• **YOUR INSTRUCTIONS**:
Rewrite the data below, substituting "image coordinates" for each occurrence of "pixel coordinates" and leaving all other text unchanged.

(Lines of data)
_ _ _ _ _
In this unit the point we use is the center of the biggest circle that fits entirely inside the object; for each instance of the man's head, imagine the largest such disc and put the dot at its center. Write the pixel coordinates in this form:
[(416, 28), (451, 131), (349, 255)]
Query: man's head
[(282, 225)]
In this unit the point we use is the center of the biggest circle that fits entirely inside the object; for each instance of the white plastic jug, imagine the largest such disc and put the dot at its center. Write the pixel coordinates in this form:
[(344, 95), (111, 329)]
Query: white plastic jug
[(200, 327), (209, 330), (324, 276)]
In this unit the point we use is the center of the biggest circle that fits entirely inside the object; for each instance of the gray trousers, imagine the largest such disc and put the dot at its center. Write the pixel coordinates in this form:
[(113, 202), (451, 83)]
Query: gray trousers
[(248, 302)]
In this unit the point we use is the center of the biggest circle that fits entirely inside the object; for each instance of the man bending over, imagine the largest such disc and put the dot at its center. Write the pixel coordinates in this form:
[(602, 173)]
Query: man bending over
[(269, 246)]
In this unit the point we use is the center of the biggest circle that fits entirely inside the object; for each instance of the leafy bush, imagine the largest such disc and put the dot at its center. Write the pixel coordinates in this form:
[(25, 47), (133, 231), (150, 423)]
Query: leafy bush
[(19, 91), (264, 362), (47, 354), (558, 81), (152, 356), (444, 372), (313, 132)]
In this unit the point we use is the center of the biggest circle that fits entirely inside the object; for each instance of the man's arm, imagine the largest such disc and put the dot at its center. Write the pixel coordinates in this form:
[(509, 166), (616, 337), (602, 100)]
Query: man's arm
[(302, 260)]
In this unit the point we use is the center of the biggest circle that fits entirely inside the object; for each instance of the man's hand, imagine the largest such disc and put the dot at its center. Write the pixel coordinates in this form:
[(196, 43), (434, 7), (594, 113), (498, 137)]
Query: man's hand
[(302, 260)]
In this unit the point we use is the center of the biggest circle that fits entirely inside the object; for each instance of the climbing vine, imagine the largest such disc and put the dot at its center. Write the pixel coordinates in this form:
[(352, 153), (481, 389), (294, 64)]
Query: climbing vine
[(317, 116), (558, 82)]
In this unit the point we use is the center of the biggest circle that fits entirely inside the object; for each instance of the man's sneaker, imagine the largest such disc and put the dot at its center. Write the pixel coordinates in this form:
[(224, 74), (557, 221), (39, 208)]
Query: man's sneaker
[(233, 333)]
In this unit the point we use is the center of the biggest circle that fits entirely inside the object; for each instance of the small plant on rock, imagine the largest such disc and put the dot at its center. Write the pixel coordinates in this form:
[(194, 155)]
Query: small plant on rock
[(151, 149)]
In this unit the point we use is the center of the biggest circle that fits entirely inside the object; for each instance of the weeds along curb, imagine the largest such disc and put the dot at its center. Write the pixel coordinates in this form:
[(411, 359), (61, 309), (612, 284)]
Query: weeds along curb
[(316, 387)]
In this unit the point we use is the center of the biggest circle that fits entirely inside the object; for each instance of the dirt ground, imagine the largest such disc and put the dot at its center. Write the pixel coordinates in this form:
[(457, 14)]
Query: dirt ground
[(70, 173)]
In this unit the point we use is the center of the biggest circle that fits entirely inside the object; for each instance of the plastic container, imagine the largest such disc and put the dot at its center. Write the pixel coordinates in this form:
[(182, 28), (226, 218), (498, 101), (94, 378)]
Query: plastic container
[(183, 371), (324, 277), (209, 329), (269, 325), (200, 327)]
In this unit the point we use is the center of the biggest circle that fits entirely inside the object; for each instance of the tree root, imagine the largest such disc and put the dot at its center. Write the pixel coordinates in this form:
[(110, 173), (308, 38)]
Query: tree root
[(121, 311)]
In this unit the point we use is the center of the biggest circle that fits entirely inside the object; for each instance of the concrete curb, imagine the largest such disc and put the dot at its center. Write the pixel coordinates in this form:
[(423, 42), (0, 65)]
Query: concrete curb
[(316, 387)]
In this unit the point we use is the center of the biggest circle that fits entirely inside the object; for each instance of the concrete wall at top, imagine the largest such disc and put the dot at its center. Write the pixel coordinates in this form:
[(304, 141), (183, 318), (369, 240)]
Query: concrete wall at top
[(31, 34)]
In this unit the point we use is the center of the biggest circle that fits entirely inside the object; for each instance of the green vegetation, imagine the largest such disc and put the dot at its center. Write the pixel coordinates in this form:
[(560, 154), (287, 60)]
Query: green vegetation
_ _ _ _ _
• **ANSWER FOR THIS EXERCISE**:
In this unit the point we use is the center of the biggest circle that fits entirely inside the object; for each instance of the man's head, imagine the largest such disc and put the dot at its center. Write the image coordinates in this form:
[(416, 28), (451, 131), (349, 255)]
Query: man's head
[(282, 225)]
In this unit the point we use is the center of the biggest circle that fits entirely inside the object; for each instance of the white plastic jug, imagine the largest such disc and put the dot at its center. Write the image coordinates in this form:
[(344, 95), (111, 329)]
Query: white plastic jug
[(200, 327), (209, 330), (324, 276)]
In this unit the point we use is the center of the biggest circle that fits entirely inside the object; for each instance of the gray trousers, imagine the largest such disc and put the dot at its center. Write the image coordinates in this form:
[(113, 202), (451, 83)]
Query: gray trousers
[(248, 302)]
In this unit the point we use is the center of the biggest circle that fits entirely inside the object; for each instance of the man bending over, imagine the largest such disc and put the dot at its center. Write the image coordinates in this form:
[(602, 173)]
Query: man bending over
[(269, 246)]
In this unit the point we use is the center of the biggest circle that fits entirely inside the object; for each instance of the leafy bush, imagine the largest such disc and put the dot at its center. Write the image coordinates in this form:
[(25, 47), (133, 231), (150, 423)]
Query: leafy bush
[(19, 91), (264, 362), (47, 354), (558, 81), (152, 356), (444, 372), (313, 132)]
In this unit the point we use is the center of the biggest circle that fits entirely inside the object; for each instance of the man's arm, imagine the largest such disc and put the dot at its center. Write the image coordinates in this form:
[(509, 166), (616, 337), (602, 100)]
Query: man's arm
[(302, 260)]
In this unit the point we use is the center of the biggest circle that fits entirely inside the object; for each instance of the man's hand, imagine the largest such disc and put the dot at its center. Write the image coordinates in this form:
[(196, 43), (434, 7), (594, 113), (498, 137)]
Query: man's hand
[(302, 260)]
In this unit the point we use is the center of the biggest circle that fits entirely inside the object; for each instance of the climbing vine, imagine the largest such disc and put the dot at its center. Write the image coordinates in this form:
[(352, 153), (481, 389), (294, 64)]
Query: climbing vine
[(317, 116), (558, 82)]
In this unit the point we use is the center of the biggest circle that fits entirely inside the object; for each instance of the man's sneaker, imagine the largest such disc and put the dot at its center. Write the image coordinates in this form:
[(224, 74), (557, 221), (39, 208)]
Query: man's sneaker
[(233, 333)]
In this unit the point we use is the center of the biggest circle that fits entirely inside the object; for each instance of the small plant on rock, imagine the largest such disc and put the dot at its center. Write the image coordinates in this form:
[(194, 155)]
Query: small plant on rock
[(151, 149)]
In this unit the point we use is the center of the biggest circle that fits entirely inside the object; for each instance of the weeds along curb, imagine the largest such disc and put the dot at its center. Write the image coordinates in this form:
[(411, 359), (61, 309), (612, 284)]
Query: weeds along curb
[(316, 387)]
In this unit the point we use is the center of the biggest circle that fits entirely inside the object; for each instance of the dirt ground, imagine the largest such disc and put the dot at its center. Write the image coordinates in this form:
[(457, 14)]
Query: dirt ground
[(70, 173)]
In this unit the point we use is the center of the biggest circle that fits entirely inside the object; for each instance of the plastic container, imagine the largest such disc and put the dot at its center. Write the image coordinates in this form:
[(182, 28), (226, 218), (498, 101), (94, 378)]
Query: plastic container
[(183, 371), (324, 277), (209, 329), (269, 325), (200, 327)]
In this unit the point we use is the center of the biggest circle that fits entirely inside the object; for each instance of the tree root, imagine the largest such disc and put the dot at its center. Write the image coordinates in this form:
[(110, 173), (308, 38)]
Query: tree root
[(121, 311)]
In this unit the point we use is the center of the biggest circle that fits entirely inside the object; for each instance of the concrete curb, imagine the largest such disc and put the dot at its center. Write the image coordinates in this form:
[(423, 42), (0, 65)]
Query: concrete curb
[(316, 387)]
In this unit the point we use is the center of the biggest circle that fits entirely inside the object; for each instance of the concrete wall at top, imagine the largest such disc and put the dot at its center. Write the image coordinates in this form:
[(304, 141), (183, 318), (369, 240)]
Query: concrete wall at top
[(31, 34)]
In this unit the point we use is the center of the biggest circle that fits entirely inside the object; for each instance of the green vegetation, imagine the largest such disc and put the dot at its center. Write the image coordinates in this form:
[(560, 154), (287, 60)]
Query: green vegetation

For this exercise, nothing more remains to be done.